Lalezari’s team is currently recruiting additional participants for related gene therapy studies, including people who have not yet started ART, people experiencing treatment failure, and people with CD4 counts below 200.
While the CD4 cell approach could allow people to stay off ART for prolonged periods, using gene therapy to alter hematopoietic stem cells that give rise to all types of immune cells that may harbor HIV could potentially offer a permanent functional cure.
This strategy is riskier, but it has been shown to work in mice. John Zaia’s group at City of Hope is now testing the approach in HIV-positive people who need stem cell transplants for leukemia, with funding from the 2004 stem cell ballot initiative that established the California Institute of Regenerative Medicine.
"Since my case had a huge impact on getting the thought of a cure back on the agenda, I am hoping that people will not see this as a done deal," Brown, the Berlin patient, told the B.A.R. "I am hoping for lots of effort and money to be directed toward a cure that may be attainable for everyone."
Other approaches
Scientists from government, academia, and the pharmaceutical industry are exploring a variety of other approaches to curing HIV.
Broadly defined, these fall into three areas, explained Dr. Steven Deeks from the Positive Health Program at SFGH: preventing any remaining low-level viral replication, enhancing the capacity of the immune system to seek out and kill HIV, and interventions that "can either reverse signals that force the virus into hiding or stimulate the virus so that comes out of hiding."
Researchers are currently testing a wide array of compounds to purge latent HIV from resting memory T-cells and other reservoirs. Once these silent viral genes are turned on and start producing new virus, they become visible to the immune system and can be targeted by existing antiviral drugs.

> _AIM OF THE EXERCISE_: Reproduce verbatim the portion of the HIV cure passage above that begins at the words "While the CD4" and stops after "of Regenerative Medicine.".

> _EXTRACTED DATA_:

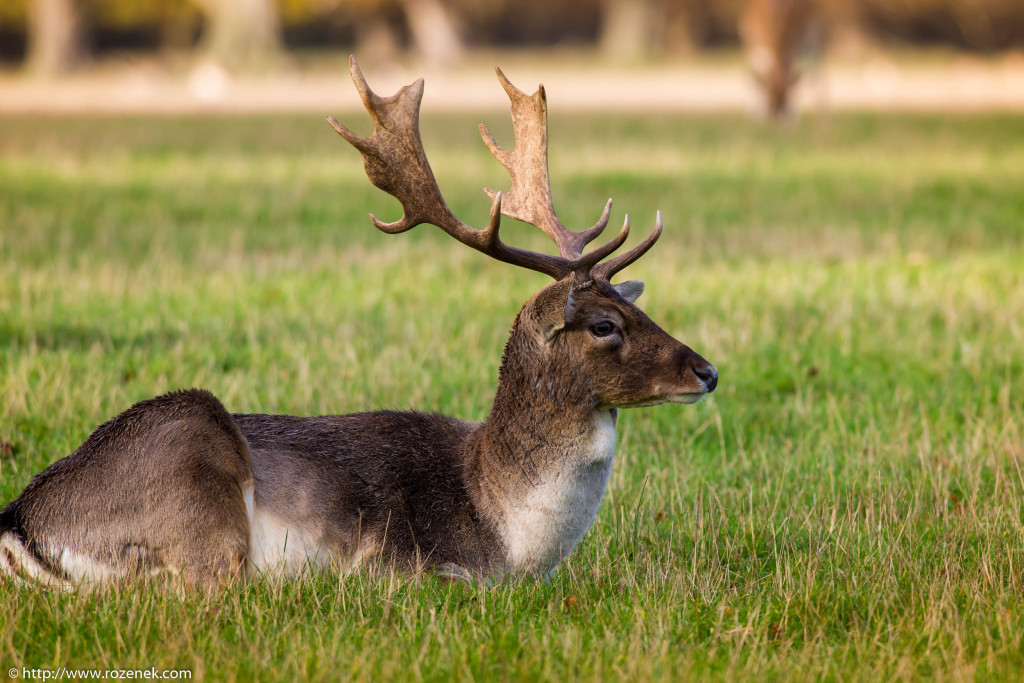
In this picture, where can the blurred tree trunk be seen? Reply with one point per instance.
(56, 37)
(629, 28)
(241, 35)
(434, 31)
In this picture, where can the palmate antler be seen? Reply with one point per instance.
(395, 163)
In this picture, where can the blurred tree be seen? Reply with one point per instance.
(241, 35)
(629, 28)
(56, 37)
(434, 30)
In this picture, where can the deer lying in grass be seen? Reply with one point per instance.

> _SOLUTION TO THE EXERCISE_:
While the CD4 cell approach could allow people to stay off ART for prolonged periods, using gene therapy to alter hematopoietic stem cells that give rise to all types of immune cells that may harbor HIV could potentially offer a permanent functional cure.
This strategy is riskier, but it has been shown to work in mice. John Zaia’s group at City of Hope is now testing the approach in HIV-positive people who need stem cell transplants for leukemia, with funding from the 2004 stem cell ballot initiative that established the California Institute of Regenerative Medicine.